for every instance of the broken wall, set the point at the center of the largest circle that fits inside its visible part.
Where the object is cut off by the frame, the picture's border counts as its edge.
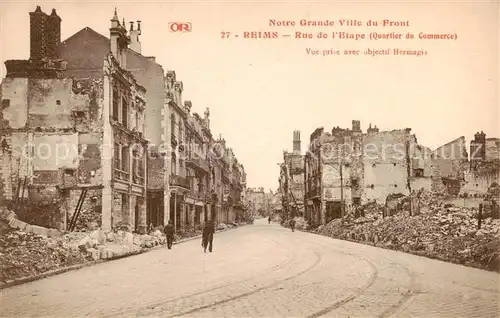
(15, 101)
(90, 214)
(387, 164)
(492, 149)
(49, 103)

********

(ASSIGNMENT) Each line from the one containing "Where the object" through the last line of the entries above should be duplicated exactly, both included; leave out pictures and add nothing.

(RESULT OF THIS TASK)
Where the object is cut off by the frame, the picture's border counts as its edge.
(15, 101)
(90, 214)
(387, 164)
(492, 149)
(49, 103)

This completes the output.